## [EXERCISE BRIEF]
Start at the line containing "Task: indicate one point on every instance of the text" and transcribe every line exactly through the end of the records below, and only those lines.

## [EXERCISE INPUTS]
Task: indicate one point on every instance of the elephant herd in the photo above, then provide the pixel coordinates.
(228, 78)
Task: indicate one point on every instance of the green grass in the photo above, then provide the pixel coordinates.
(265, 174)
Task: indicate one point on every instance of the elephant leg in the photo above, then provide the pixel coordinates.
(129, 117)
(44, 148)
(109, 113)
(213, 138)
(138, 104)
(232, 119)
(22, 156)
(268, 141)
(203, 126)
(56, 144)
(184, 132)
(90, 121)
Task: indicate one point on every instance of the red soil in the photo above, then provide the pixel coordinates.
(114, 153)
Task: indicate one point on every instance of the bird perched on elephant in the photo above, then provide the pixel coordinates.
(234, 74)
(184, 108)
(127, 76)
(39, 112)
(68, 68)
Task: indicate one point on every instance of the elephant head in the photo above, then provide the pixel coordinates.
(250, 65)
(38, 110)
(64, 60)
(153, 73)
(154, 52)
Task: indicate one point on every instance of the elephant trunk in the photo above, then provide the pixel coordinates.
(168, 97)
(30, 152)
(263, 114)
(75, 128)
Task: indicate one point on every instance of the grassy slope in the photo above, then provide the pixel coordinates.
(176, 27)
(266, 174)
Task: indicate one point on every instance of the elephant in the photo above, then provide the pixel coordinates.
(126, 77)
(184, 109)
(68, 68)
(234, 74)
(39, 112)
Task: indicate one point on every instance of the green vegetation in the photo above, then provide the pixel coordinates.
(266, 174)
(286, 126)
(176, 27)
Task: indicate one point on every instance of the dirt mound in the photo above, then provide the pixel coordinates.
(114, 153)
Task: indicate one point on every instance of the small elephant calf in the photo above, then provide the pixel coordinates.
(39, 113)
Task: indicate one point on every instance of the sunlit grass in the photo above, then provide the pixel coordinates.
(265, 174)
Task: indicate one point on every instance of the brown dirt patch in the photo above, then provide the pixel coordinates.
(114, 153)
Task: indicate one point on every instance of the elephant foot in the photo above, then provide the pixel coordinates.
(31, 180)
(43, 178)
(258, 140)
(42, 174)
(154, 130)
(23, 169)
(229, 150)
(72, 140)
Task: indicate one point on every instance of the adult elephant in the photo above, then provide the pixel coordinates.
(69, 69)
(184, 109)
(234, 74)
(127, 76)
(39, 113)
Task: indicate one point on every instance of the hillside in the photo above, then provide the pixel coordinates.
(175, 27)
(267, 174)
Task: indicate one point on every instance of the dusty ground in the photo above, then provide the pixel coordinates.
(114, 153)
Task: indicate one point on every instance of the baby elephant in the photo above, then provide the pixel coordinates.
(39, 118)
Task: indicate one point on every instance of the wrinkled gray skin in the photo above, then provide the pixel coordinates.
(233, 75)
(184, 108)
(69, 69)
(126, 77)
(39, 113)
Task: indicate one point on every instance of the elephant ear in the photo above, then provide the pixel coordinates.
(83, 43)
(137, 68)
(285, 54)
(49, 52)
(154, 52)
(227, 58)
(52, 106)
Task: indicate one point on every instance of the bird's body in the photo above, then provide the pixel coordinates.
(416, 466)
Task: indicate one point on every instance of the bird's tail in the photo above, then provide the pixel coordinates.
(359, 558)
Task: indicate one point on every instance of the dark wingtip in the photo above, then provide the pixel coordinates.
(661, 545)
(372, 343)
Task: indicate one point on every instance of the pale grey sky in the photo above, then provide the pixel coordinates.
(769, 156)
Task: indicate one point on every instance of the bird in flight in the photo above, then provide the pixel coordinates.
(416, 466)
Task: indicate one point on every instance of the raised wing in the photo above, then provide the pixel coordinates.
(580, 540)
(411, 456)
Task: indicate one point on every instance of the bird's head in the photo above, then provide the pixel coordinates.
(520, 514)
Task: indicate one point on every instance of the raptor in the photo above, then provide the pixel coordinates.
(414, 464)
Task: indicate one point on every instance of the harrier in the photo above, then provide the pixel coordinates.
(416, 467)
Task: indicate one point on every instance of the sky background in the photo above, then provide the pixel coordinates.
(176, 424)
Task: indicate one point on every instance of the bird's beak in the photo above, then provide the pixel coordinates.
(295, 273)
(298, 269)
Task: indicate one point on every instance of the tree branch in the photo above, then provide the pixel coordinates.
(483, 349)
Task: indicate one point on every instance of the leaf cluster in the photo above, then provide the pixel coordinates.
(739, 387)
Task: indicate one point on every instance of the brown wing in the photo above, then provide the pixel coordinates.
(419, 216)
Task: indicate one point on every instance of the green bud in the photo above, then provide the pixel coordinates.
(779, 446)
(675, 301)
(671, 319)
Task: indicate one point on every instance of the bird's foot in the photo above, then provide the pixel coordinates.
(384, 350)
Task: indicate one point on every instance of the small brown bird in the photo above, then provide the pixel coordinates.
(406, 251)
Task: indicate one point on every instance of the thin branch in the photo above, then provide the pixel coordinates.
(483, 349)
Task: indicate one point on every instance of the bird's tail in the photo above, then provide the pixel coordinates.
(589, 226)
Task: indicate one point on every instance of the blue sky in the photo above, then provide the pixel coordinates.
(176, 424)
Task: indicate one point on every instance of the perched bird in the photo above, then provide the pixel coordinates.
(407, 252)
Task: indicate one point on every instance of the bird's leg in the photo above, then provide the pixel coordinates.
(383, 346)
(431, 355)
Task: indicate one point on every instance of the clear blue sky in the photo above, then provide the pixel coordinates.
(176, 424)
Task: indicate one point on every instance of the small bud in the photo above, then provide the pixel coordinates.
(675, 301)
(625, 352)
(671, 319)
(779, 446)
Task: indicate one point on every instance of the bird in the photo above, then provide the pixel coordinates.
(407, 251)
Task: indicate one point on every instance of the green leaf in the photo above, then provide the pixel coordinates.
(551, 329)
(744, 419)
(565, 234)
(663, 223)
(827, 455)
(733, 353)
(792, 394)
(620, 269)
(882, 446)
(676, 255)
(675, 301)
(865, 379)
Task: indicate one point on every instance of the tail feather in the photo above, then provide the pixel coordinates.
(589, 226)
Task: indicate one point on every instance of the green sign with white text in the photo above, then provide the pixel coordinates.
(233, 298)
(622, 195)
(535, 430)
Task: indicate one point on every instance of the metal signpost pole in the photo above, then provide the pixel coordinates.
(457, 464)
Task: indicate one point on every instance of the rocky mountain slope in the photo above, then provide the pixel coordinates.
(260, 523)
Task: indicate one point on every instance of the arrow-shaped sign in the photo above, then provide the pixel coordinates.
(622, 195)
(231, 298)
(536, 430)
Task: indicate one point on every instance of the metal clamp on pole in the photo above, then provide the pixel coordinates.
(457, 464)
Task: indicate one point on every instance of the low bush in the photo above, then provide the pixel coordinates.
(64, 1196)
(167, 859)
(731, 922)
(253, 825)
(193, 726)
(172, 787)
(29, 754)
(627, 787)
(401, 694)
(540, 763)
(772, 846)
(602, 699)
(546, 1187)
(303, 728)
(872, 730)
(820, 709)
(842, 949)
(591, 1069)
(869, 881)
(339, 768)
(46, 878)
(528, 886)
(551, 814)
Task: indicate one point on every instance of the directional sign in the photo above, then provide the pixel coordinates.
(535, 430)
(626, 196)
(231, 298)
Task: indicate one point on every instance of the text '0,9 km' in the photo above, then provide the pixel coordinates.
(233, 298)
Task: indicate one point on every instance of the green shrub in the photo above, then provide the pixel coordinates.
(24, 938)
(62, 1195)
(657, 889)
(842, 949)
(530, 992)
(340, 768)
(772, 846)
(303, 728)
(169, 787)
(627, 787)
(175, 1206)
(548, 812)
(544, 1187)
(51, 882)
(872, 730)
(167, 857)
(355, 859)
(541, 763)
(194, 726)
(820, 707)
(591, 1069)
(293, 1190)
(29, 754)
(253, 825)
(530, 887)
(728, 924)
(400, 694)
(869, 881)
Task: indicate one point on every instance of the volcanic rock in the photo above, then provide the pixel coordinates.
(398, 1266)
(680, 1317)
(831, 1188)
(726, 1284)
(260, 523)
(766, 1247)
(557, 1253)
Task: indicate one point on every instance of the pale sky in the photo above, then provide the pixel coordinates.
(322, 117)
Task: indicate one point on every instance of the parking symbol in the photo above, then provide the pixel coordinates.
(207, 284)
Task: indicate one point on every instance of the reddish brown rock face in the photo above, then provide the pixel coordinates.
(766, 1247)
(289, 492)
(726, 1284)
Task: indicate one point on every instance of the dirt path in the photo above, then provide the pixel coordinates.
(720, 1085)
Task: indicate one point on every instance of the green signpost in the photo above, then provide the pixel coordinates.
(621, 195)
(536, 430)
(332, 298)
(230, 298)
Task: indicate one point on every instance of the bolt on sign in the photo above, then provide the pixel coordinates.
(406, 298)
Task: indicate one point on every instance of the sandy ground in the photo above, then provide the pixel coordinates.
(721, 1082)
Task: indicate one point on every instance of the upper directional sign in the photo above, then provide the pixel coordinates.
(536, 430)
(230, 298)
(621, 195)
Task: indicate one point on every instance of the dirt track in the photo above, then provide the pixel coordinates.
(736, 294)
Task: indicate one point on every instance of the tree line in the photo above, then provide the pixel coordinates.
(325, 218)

## [WRITTEN ANSWER]
Task: indicate one point on every instance of the text '0,9 km' in the photo above, then provide the pixel coordinates.
(233, 298)
Task: indicate one point on every instance of the green shrub in the photo above, then provide the pixel coordinates.
(24, 938)
(62, 1195)
(657, 889)
(842, 949)
(530, 992)
(340, 768)
(772, 846)
(303, 728)
(169, 787)
(627, 787)
(175, 1206)
(548, 812)
(544, 1187)
(51, 882)
(872, 730)
(167, 857)
(355, 859)
(541, 763)
(194, 726)
(820, 707)
(591, 1069)
(293, 1190)
(29, 754)
(253, 825)
(530, 887)
(728, 924)
(400, 694)
(869, 881)
Task: indicate one point on every instance of the volcanic rock in the photo above, then provide the pixel coordinates.
(398, 1266)
(680, 1317)
(831, 1188)
(726, 1284)
(260, 523)
(766, 1247)
(557, 1253)
Task: indicate one point on every instance of the pale sky in the photo above, then provide the pixel coordinates.
(322, 117)
Task: indicate one point on every instance of the parking symbol in the photo above, then provide the pixel coordinates.
(207, 284)
Task: indicate one point on every instance of the reddish brown rock face in the photo above, then provide the pixel coordinates.
(766, 1247)
(289, 492)
(726, 1284)
Task: indicate one point on every instance of the dirt path in the photo above, then provide the pixel coordinates.
(720, 1085)
Task: indicate one point on every instance of the green signpost in the photo above, then provide the pixel coordinates.
(621, 195)
(536, 430)
(332, 298)
(230, 298)
Task: indicate one point on every instance of the bolt on sign in the photo above, then provide the pixel coordinates.
(406, 298)
Task: indicate one point on every instance of the sandy ground in the photo above, then provide the pixel coordinates.
(721, 1082)
Task: indicate one point on every instance of the upper directional sign in the photo above, then provide the pixel coordinates.
(536, 430)
(230, 298)
(621, 195)
Task: indicate one point on every instance of the dirt track in the photo above, then provide the pixel coordinates.
(736, 294)
Task: indicate one point on every instance of the tree line in the photo above, then provide the pixel coordinates.
(325, 218)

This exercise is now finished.